• [Activity]:
Write each entry out again exactly, with nothing omitted.

Segment Start: Material provided

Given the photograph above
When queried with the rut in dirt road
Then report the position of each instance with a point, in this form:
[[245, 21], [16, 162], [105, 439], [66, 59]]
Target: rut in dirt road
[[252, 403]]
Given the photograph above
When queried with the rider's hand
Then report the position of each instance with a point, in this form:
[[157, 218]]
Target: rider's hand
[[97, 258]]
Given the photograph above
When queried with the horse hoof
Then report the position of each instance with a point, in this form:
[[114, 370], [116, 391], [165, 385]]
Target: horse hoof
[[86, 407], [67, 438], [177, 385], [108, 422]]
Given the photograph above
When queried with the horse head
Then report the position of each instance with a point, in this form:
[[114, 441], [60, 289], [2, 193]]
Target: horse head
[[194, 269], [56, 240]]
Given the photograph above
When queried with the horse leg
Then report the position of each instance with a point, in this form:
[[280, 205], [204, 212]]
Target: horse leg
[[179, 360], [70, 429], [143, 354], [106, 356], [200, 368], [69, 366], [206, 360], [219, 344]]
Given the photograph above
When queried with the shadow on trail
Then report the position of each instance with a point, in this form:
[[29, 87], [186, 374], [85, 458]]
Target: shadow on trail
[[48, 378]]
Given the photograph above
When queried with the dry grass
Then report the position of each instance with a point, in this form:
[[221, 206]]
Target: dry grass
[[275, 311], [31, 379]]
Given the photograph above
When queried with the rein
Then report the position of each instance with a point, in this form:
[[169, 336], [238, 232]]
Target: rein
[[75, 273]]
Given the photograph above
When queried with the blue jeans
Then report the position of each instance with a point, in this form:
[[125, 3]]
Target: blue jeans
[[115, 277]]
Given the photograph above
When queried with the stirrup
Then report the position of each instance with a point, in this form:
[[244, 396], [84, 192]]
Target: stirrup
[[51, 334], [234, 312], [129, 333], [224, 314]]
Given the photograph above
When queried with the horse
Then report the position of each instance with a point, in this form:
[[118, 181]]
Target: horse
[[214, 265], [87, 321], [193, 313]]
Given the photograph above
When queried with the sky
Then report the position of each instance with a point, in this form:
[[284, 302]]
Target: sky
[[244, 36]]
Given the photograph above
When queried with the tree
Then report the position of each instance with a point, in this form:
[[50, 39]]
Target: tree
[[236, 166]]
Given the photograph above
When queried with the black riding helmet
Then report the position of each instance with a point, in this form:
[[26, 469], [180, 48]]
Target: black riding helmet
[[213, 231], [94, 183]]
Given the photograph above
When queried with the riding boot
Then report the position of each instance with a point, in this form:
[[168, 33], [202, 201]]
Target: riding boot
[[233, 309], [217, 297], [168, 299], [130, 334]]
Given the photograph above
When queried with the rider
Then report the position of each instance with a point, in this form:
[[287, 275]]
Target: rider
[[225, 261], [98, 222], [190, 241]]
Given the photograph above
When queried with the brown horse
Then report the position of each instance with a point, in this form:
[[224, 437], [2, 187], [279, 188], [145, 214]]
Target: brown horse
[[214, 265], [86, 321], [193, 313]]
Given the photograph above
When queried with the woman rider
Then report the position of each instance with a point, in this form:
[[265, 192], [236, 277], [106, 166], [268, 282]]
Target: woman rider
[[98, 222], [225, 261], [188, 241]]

Segment End: Material provided

• [Answer to this problem]:
Given the photograph above
When queried with the rut in dirt road
Then report the position of each instance with a point, in this form:
[[245, 21], [16, 162], [105, 439], [66, 59]]
Target: rut in dirt road
[[252, 403]]
Given the photograph above
When queried with the rider's hand
Then report the position of each instance with a point, in this form:
[[157, 218]]
Target: rider's hand
[[97, 258]]
Given the photograph above
When queried with the horse hoof
Then report the position of each instance with a point, in this form:
[[114, 370], [116, 391], [165, 385]]
Target: horse hoof
[[86, 407], [67, 438], [177, 385], [108, 422]]
Given the photograph above
When queried with the horse head
Then report the position of each instance with a point, in this form:
[[114, 441], [60, 289], [2, 193]]
Target: horse head
[[194, 269], [56, 240]]
Given the photograph above
When queried with the horse leg
Then report the position of each instance with a point, in this form:
[[280, 205], [204, 212]]
Target: horse leg
[[179, 360], [70, 429], [143, 354], [106, 356], [200, 368], [69, 366], [206, 360], [219, 344]]
Given the photograph above
When queried with the shadow on trail
Then report the position of each instance with a point, in this form:
[[29, 87], [186, 374], [85, 458]]
Target: shadow on trail
[[48, 378]]
Given the photograph above
When queried with the dry grass
Then report the position of each instance with a point, in this form:
[[221, 206]]
Target: dry grass
[[275, 311], [31, 379]]
Given the photograph above
When queried with the rein
Then report the position of each instance with a point, in this form:
[[169, 336], [238, 232]]
Target: rein
[[75, 273]]
Given the photograph above
When queried with the blue jeans
Then report the position of each instance with a point, in this form:
[[125, 3]]
Target: blue jeans
[[115, 277]]
Given the photograph above
When queried with the stirrup
Then report the position of each instance with a point, in this form:
[[244, 396], [84, 192]]
Target: stirrup
[[51, 334], [234, 312], [129, 333], [224, 314]]
Given the photograph above
When queried with the horse
Then report the position of each instance with a point, in this form:
[[118, 181]]
Target: horse
[[214, 265], [87, 321], [193, 313]]
Given the photograph above
When queried with the sky
Then report the position of each instance with a point, in this form:
[[284, 302]]
Target: sky
[[244, 36]]
Given the photograph above
When queried with the tree
Then report the position of each instance with a point, in this form:
[[50, 39]]
Target: tree
[[236, 166]]
Given the photograph above
When queried with the black riding helmet
Then report the position of each instance with a point, in this form:
[[26, 469], [180, 48]]
Target: black riding helmet
[[213, 231], [94, 183]]
Given the photograph above
When queried with the riding boot
Then report the position of each instance with a point, in this form:
[[168, 33], [202, 201]]
Target: riding boot
[[233, 309], [217, 297], [168, 299], [130, 334]]
Given the photograph above
When queried with the rider
Then report the position of each instance with a point, in this form:
[[287, 275]]
Target: rider
[[225, 261], [98, 222], [190, 241]]
Given the photograph above
When queried with the brown horse
Then report the position of each instance with a point, in this form:
[[224, 437], [2, 187], [279, 188], [145, 214]]
Target: brown horse
[[214, 265], [86, 321], [193, 313]]
Given the photograph above
When queried with the woman rider
Then report the position of each instance with a point, in this form:
[[265, 192], [236, 277], [106, 166], [268, 282]]
Target: woman rider
[[98, 222], [225, 261], [188, 241]]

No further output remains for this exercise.